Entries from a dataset
★ ★ ★ ★ ★ ★ ★

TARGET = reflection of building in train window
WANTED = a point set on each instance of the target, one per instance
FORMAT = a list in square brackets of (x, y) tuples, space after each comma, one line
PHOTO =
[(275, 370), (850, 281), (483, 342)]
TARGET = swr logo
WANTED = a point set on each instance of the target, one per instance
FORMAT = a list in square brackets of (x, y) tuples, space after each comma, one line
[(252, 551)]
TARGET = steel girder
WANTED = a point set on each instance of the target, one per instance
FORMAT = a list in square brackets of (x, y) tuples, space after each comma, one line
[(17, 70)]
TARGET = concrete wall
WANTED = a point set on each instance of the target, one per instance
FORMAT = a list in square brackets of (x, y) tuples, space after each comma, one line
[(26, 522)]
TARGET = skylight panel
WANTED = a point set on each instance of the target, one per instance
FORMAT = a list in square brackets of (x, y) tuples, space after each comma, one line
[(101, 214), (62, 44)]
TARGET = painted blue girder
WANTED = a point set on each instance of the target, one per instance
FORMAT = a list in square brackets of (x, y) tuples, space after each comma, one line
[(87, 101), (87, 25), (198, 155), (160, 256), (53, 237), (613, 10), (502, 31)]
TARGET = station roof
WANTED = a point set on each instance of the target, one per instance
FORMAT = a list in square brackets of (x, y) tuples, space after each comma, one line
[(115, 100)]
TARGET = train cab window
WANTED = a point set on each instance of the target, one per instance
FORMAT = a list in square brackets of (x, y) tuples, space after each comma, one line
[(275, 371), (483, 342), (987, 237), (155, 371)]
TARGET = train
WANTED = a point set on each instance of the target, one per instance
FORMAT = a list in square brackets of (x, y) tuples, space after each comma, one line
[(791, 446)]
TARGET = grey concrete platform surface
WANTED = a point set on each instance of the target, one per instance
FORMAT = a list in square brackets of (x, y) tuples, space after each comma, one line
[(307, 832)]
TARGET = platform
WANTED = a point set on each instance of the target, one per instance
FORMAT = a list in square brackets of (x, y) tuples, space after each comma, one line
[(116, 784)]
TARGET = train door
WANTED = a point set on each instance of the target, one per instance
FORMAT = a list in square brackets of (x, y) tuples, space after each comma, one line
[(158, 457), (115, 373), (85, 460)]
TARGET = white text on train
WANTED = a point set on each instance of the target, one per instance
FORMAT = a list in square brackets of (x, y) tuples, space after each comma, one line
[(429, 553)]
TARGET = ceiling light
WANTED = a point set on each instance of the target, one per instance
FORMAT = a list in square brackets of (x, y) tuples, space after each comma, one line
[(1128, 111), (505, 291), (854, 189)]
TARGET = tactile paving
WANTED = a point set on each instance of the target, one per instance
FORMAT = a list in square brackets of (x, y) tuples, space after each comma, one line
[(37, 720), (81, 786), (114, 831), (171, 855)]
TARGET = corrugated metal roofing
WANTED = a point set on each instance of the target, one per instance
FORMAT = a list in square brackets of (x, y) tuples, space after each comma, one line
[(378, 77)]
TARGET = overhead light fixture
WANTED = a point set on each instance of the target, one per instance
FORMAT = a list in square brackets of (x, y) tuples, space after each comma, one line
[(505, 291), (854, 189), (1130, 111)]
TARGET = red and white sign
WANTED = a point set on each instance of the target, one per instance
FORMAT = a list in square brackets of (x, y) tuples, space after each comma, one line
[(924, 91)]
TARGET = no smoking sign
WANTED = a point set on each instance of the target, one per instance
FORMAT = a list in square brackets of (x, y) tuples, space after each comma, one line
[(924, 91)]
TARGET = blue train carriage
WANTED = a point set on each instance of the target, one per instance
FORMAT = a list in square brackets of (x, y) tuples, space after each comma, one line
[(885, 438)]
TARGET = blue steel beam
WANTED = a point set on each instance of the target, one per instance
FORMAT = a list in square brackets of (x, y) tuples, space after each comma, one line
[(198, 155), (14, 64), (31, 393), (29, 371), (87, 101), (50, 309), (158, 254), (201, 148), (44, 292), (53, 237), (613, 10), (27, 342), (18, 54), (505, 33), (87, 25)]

★ ★ ★ ★ ★ ★ ★

▸ **Challenge**: Render these lines as a Markdown table with the columns Row and Line, numbering each row and leaving out any blank lines.

▸ **Output of the task**:
| Row | Line |
|---|---|
| 1 | TARGET = reflection of building in train window |
| 2 | WANTED = a point set on each instance of the target, one per instance |
| 3 | FORMAT = a list in square brackets of (x, y) tuples, space after each comma, one line |
| 4 | PHOTO = |
| 5 | [(275, 370), (850, 281), (483, 342)] |
| 6 | TARGET = swr logo |
| 7 | WANTED = a point set on each instance of the target, one per instance |
| 8 | FORMAT = a list in square brackets of (x, y) tuples, space after each comma, one line |
| 9 | [(252, 551)] |
| 10 | TARGET = steel girder |
| 11 | WANTED = a point set on each instance of the target, one per instance |
| 12 | FORMAT = a list in square brackets of (x, y) tuples, space after each comma, one line |
| 13 | [(17, 70)] |
| 14 | TARGET = concrete wall |
| 15 | WANTED = a point set on each instance of the target, one per instance |
| 16 | FORMAT = a list in square brackets of (x, y) tuples, space after each comma, one line |
| 17 | [(26, 522)] |
| 18 | TARGET = skylight panel |
| 19 | WANTED = a point set on each instance of the target, one per instance |
| 20 | FORMAT = a list in square brackets of (x, y) tuples, space after each comma, one line |
| 21 | [(101, 214), (62, 44)] |
| 22 | TARGET = painted blue girder |
| 23 | WANTED = a point set on each instance of the target, one per instance |
| 24 | FORMAT = a list in square brackets of (x, y) tuples, space after each comma, one line |
| 25 | [(87, 101), (87, 25), (198, 155), (160, 256), (53, 237), (613, 10), (502, 31)] |
| 26 | TARGET = station roof |
| 27 | WANTED = a point set on each instance of the target, one per instance |
| 28 | FORMAT = a list in square brackets of (x, y) tuples, space after each comma, one line |
| 29 | [(115, 100)] |
| 30 | TARGET = train cab window |
| 31 | WANTED = a point set on each instance of the target, one per instance |
| 32 | FORMAT = a list in square brackets of (x, y) tuples, space after each comma, one line |
| 33 | [(275, 371), (483, 342), (987, 237), (155, 371)] |
| 34 | TARGET = train |
| 35 | WANTED = a point set on each instance of the target, one per instance |
| 36 | FORMAT = a list in square brackets of (x, y) tuples, space after each comma, one line |
| 37 | [(791, 446)] |
| 38 | TARGET = grey concrete platform surface |
| 39 | WANTED = a point set on each instance of the target, one per instance |
| 40 | FORMAT = a list in square brackets of (x, y) tuples, space after each comma, one line |
| 41 | [(307, 832)] |
| 42 | TARGET = platform |
| 43 | WANTED = a point set on each instance of the target, one per instance |
| 44 | FORMAT = a list in square brackets of (x, y) tuples, space after each comma, one line |
| 45 | [(116, 784)] |
| 46 | TARGET = train door |
| 47 | WANTED = a point set on each instance of the target, one per instance |
| 48 | FORMAT = a list in square brackets of (x, y) tuples, space after each comma, one line |
| 49 | [(158, 457), (115, 373), (85, 460)] |
| 50 | TARGET = white text on train |
| 51 | WANTED = a point set on each instance of the target, one per instance |
| 52 | FORMAT = a list in square brackets of (x, y) tuples, space after each comma, one line |
| 53 | [(429, 553)] |
| 54 | TARGET = ceiling light |
| 55 | WANTED = a point set on each instance of the target, one per instance |
| 56 | FORMAT = a list in square brackets of (x, y) tuples, space after each comma, one line |
| 57 | [(1128, 111), (505, 291), (854, 189)] |
| 58 | TARGET = tactile paving |
| 59 | WANTED = a point set on each instance of the target, one per instance |
| 60 | FORMAT = a list in square brackets of (x, y) tuples, space after each comma, one line |
| 61 | [(37, 720), (81, 786), (114, 831), (171, 855)] |
| 62 | TARGET = corrugated metal roofing |
| 63 | WANTED = a point set on each instance of the target, one per instance |
| 64 | FORMAT = a list in square brackets of (x, y) tuples, space after each comma, one line |
| 65 | [(378, 77)] |
| 66 | TARGET = overhead light fixture |
| 67 | WANTED = a point set on each instance of the target, one per instance |
| 68 | FORMAT = a list in square brackets of (x, y) tuples, space after each comma, one line |
| 69 | [(505, 291), (854, 189), (1130, 111)] |
| 70 | TARGET = red and white sign |
| 71 | WANTED = a point set on each instance of the target, one per instance |
| 72 | FORMAT = a list in square brackets of (x, y) tuples, space after each comma, one line |
| 73 | [(924, 91)] |
| 74 | TARGET = no smoking sign |
| 75 | WANTED = a point set on each instance of the target, one per instance |
| 76 | FORMAT = a list in square brackets of (x, y) tuples, space after each comma, one line |
| 77 | [(924, 91)] |
| 78 | TARGET = blue train carriage |
| 79 | WANTED = a point set on each instance of the target, one per instance |
| 80 | FORMAT = a list in square brackets of (x, y) tuples, space after each comma, one line |
| 81 | [(885, 438)] |
| 82 | TARGET = blue steel beam |
| 83 | WANTED = a point set on each instance of the target, one per instance |
| 84 | FORMAT = a list in square brackets of (x, y) tuples, space after each comma, one line |
| 85 | [(198, 155), (14, 64), (31, 393), (29, 371), (87, 101), (50, 309), (158, 254), (201, 148), (44, 292), (53, 237), (613, 10), (27, 342), (18, 54), (505, 33), (87, 25)] |